- TO BE DONE:
Reproduce the material word for word, from its first line through the line containing "283 200 L 283", with both ends included. Leave the pictures out.

- MATERIAL FOR THE TASK:

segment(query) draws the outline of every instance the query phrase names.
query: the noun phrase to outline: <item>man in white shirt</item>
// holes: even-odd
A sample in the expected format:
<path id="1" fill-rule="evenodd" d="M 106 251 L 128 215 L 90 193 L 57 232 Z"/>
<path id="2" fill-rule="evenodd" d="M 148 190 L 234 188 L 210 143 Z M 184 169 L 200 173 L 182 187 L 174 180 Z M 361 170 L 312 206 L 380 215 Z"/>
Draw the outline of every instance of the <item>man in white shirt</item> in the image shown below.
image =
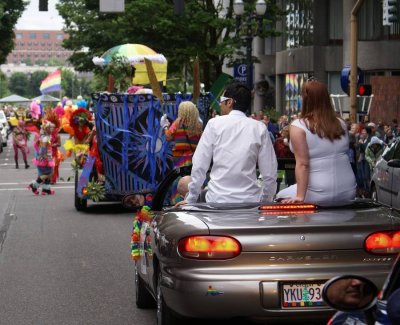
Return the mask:
<path id="1" fill-rule="evenodd" d="M 251 91 L 229 85 L 221 97 L 223 116 L 210 119 L 193 155 L 192 181 L 184 203 L 195 203 L 213 163 L 207 202 L 272 201 L 276 192 L 277 160 L 264 123 L 248 118 Z M 263 184 L 257 184 L 258 165 Z"/>

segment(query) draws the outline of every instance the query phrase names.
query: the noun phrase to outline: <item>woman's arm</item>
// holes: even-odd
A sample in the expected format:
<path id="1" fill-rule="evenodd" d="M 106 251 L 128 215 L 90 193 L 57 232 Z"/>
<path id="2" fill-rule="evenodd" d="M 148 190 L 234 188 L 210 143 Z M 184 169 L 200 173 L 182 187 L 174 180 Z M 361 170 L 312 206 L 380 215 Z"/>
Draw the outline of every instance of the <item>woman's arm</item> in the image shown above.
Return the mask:
<path id="1" fill-rule="evenodd" d="M 177 126 L 179 125 L 179 121 L 180 121 L 180 119 L 178 117 L 174 122 L 172 122 L 172 124 L 169 128 L 168 127 L 164 128 L 165 138 L 167 139 L 167 141 L 174 140 L 175 132 L 176 132 Z"/>
<path id="2" fill-rule="evenodd" d="M 283 200 L 283 202 L 284 203 L 303 202 L 307 193 L 308 176 L 310 169 L 308 144 L 305 131 L 296 126 L 291 126 L 290 141 L 292 143 L 294 156 L 296 158 L 295 173 L 297 182 L 297 193 L 296 197 Z"/>

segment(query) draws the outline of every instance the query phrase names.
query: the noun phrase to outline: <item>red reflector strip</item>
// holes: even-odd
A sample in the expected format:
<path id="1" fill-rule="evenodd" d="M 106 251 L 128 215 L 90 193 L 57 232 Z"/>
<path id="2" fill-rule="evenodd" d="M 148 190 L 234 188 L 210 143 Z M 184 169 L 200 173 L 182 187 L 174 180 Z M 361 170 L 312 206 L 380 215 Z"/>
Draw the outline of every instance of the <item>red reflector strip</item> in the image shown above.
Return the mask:
<path id="1" fill-rule="evenodd" d="M 315 204 L 309 203 L 299 203 L 299 204 L 268 204 L 268 205 L 261 205 L 259 210 L 315 210 L 317 206 Z"/>
<path id="2" fill-rule="evenodd" d="M 290 210 L 285 210 L 285 211 L 283 211 L 283 210 L 276 210 L 276 211 L 262 211 L 262 212 L 260 212 L 260 214 L 262 214 L 262 215 L 277 215 L 277 214 L 280 214 L 280 213 L 285 213 L 285 214 L 305 214 L 305 213 L 307 213 L 307 214 L 312 214 L 312 213 L 315 213 L 315 211 L 313 211 L 313 210 L 292 210 L 292 211 L 290 211 Z"/>
<path id="3" fill-rule="evenodd" d="M 178 244 L 179 253 L 194 259 L 227 259 L 240 254 L 240 243 L 225 236 L 190 236 Z"/>
<path id="4" fill-rule="evenodd" d="M 365 249 L 375 254 L 399 253 L 400 231 L 381 231 L 370 234 L 365 239 Z"/>

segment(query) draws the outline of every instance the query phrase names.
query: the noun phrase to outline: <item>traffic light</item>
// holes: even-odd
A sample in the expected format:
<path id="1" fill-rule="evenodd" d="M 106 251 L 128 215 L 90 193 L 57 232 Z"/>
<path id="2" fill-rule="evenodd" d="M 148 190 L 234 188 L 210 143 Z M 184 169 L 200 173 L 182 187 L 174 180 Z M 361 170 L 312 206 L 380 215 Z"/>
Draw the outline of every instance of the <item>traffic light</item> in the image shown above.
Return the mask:
<path id="1" fill-rule="evenodd" d="M 399 1 L 383 0 L 383 25 L 390 26 L 399 22 Z"/>
<path id="2" fill-rule="evenodd" d="M 371 87 L 371 85 L 366 85 L 366 84 L 358 85 L 357 95 L 359 95 L 359 96 L 371 96 L 372 95 L 372 87 Z"/>
<path id="3" fill-rule="evenodd" d="M 49 0 L 39 0 L 39 11 L 49 11 Z"/>
<path id="4" fill-rule="evenodd" d="M 397 12 L 397 0 L 388 0 L 388 20 L 389 23 L 395 23 L 399 20 Z"/>

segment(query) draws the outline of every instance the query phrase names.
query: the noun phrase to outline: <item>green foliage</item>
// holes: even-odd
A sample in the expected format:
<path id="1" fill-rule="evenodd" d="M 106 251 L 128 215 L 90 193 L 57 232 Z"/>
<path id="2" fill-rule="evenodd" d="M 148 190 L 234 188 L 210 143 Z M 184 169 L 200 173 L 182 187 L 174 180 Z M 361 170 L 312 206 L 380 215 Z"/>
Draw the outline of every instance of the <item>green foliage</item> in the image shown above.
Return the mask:
<path id="1" fill-rule="evenodd" d="M 265 115 L 269 116 L 269 118 L 271 119 L 271 122 L 273 122 L 273 123 L 276 123 L 282 115 L 280 112 L 277 112 L 276 109 L 274 109 L 274 108 L 263 110 L 263 112 Z"/>
<path id="2" fill-rule="evenodd" d="M 26 5 L 24 0 L 0 1 L 0 64 L 6 62 L 14 48 L 14 27 Z"/>
<path id="3" fill-rule="evenodd" d="M 268 1 L 269 22 L 275 19 L 273 3 Z M 169 78 L 179 76 L 186 80 L 183 71 L 192 73 L 191 60 L 197 56 L 200 78 L 209 90 L 221 74 L 225 59 L 233 63 L 244 58 L 237 50 L 243 39 L 232 37 L 232 4 L 232 0 L 185 1 L 181 16 L 174 14 L 171 0 L 125 0 L 123 14 L 99 13 L 97 0 L 60 0 L 57 8 L 69 34 L 63 46 L 74 51 L 70 62 L 76 70 L 101 73 L 101 68 L 92 62 L 94 56 L 101 56 L 116 45 L 145 44 L 167 58 Z M 264 36 L 274 35 L 271 27 L 264 26 L 263 31 Z M 235 54 L 239 54 L 238 59 L 234 59 Z"/>
<path id="4" fill-rule="evenodd" d="M 13 73 L 9 80 L 9 88 L 13 94 L 23 97 L 29 96 L 29 78 L 26 73 L 16 72 Z"/>
<path id="5" fill-rule="evenodd" d="M 132 84 L 132 66 L 124 58 L 114 56 L 102 71 L 106 80 L 111 75 L 114 79 L 114 87 L 117 92 L 125 92 Z"/>
<path id="6" fill-rule="evenodd" d="M 0 98 L 6 97 L 10 94 L 8 89 L 8 80 L 6 75 L 0 71 Z"/>
<path id="7" fill-rule="evenodd" d="M 90 181 L 86 185 L 87 196 L 94 202 L 99 202 L 106 197 L 106 190 L 102 182 Z"/>

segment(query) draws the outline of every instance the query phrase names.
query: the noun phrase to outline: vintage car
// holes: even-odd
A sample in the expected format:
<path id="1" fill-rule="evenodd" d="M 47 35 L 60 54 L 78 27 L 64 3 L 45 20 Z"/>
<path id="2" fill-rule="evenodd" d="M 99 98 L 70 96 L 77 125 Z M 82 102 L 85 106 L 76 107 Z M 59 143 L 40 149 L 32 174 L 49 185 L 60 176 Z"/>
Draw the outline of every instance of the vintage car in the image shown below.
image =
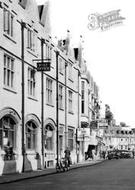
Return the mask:
<path id="1" fill-rule="evenodd" d="M 115 151 L 115 150 L 112 150 L 112 151 L 108 151 L 108 155 L 107 155 L 107 158 L 108 160 L 111 160 L 111 159 L 119 159 L 119 152 L 118 151 Z"/>
<path id="2" fill-rule="evenodd" d="M 128 150 L 119 150 L 120 158 L 132 158 L 132 152 Z"/>

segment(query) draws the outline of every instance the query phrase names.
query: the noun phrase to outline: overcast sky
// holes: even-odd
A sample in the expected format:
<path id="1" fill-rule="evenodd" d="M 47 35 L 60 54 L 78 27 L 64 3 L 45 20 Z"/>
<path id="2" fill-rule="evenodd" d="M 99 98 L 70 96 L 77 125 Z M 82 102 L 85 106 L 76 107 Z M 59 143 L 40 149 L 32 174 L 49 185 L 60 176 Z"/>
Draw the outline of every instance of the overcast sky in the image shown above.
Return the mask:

- WRITTEN SOLUTION:
segment(query) draws the outline of every instance the query phrase names.
query: the noun phrase to outline: <item>man in white shirt</item>
// holes: even-odd
A sample in the expected format:
<path id="1" fill-rule="evenodd" d="M 106 251 L 128 215 L 90 193 L 57 232 Z"/>
<path id="2" fill-rule="evenodd" d="M 148 190 L 234 188 L 210 143 Z M 184 169 L 200 173 L 182 187 L 174 180 Z M 361 170 L 312 206 L 380 215 Z"/>
Draw the outline of every instance of the <item>man in white shirt</item> in the image shown below.
image =
Return the mask:
<path id="1" fill-rule="evenodd" d="M 251 91 L 229 85 L 221 97 L 223 116 L 210 119 L 193 155 L 192 181 L 184 203 L 195 203 L 213 163 L 207 202 L 272 201 L 276 192 L 277 160 L 264 123 L 248 118 Z M 263 184 L 257 184 L 258 165 Z"/>

segment(query) draws the outline of every instance the query phrase names.
query: the noun phrase to outline: <item>woman's arm</item>
// holes: even-odd
A sample in the expected format:
<path id="1" fill-rule="evenodd" d="M 106 251 L 128 215 L 90 193 L 57 232 Z"/>
<path id="2" fill-rule="evenodd" d="M 148 190 L 234 188 L 210 143 Z M 184 169 L 200 173 L 182 187 L 174 180 Z M 361 170 L 312 206 L 380 215 Z"/>
Draw the outline of every instance of the <item>woman's arm</item> in the image shown above.
Return the mask:
<path id="1" fill-rule="evenodd" d="M 177 126 L 179 125 L 179 121 L 180 121 L 180 119 L 178 117 L 174 122 L 172 122 L 172 124 L 169 128 L 168 127 L 164 128 L 165 138 L 167 139 L 167 141 L 174 140 L 175 132 L 176 132 Z"/>
<path id="2" fill-rule="evenodd" d="M 283 200 L 283 202 L 284 203 L 303 202 L 307 193 L 308 176 L 310 169 L 308 144 L 305 131 L 296 126 L 291 126 L 290 141 L 292 143 L 294 156 L 296 158 L 295 173 L 297 182 L 297 193 L 296 197 Z"/>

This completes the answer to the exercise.